— START WORKING DATA —

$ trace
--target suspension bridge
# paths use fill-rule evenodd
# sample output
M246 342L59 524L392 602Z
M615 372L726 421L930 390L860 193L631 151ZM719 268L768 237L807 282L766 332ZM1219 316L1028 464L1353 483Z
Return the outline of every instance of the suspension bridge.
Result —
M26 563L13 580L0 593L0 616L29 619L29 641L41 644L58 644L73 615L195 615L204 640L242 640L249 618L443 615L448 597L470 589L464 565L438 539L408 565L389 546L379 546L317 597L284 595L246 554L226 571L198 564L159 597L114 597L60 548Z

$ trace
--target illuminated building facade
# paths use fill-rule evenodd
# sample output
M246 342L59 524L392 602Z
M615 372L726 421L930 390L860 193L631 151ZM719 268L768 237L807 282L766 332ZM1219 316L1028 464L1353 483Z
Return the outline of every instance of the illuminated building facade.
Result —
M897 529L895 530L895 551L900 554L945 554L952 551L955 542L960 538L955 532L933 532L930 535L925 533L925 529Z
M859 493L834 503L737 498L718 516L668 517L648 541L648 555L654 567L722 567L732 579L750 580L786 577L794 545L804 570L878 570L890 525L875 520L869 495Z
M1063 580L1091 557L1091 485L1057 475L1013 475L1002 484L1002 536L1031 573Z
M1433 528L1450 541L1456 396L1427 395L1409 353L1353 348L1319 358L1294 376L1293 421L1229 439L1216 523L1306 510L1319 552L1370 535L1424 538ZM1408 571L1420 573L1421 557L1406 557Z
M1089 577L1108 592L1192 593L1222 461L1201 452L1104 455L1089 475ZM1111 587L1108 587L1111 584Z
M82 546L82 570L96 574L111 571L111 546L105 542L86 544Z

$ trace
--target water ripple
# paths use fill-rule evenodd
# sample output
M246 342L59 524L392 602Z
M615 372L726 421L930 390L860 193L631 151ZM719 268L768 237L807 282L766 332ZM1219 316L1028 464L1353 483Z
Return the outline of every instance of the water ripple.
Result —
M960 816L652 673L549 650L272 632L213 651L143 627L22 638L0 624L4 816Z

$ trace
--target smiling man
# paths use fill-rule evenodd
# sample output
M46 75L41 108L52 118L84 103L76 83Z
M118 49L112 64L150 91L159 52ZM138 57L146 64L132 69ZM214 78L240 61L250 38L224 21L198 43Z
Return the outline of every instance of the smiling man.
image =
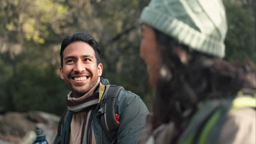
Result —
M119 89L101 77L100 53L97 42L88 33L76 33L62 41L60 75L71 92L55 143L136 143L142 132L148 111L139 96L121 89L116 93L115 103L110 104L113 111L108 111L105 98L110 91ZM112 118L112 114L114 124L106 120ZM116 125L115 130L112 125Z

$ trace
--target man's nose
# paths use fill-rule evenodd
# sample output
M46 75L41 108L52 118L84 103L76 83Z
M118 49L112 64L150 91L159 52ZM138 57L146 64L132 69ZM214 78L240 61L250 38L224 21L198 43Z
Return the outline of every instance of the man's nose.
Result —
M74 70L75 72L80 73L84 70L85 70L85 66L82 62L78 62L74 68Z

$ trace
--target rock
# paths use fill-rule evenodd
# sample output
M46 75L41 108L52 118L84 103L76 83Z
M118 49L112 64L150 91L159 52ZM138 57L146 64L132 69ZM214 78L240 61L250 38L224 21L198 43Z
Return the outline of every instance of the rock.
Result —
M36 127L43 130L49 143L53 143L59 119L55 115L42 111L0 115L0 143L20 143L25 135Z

— END WORKING DATA —
— START WORKING DATA —

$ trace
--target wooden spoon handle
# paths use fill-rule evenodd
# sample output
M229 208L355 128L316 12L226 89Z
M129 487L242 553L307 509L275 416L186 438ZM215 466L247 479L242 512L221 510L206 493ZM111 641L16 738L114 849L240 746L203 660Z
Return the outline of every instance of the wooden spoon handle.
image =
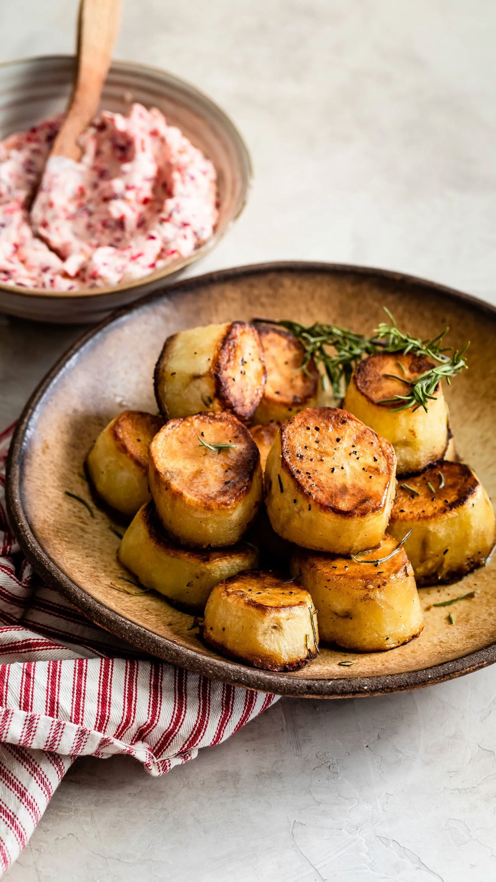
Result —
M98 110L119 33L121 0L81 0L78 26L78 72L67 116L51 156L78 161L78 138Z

— END WORKING DATA —

■ **WRITTEN EXERCISE**:
Pull out every line of the data above that contains the word "smiling", and copy each line in full.

■ **SOLUTION FOR THIS EXERCISE**:
--target smiling man
Return the outline of every instance of the smiling man.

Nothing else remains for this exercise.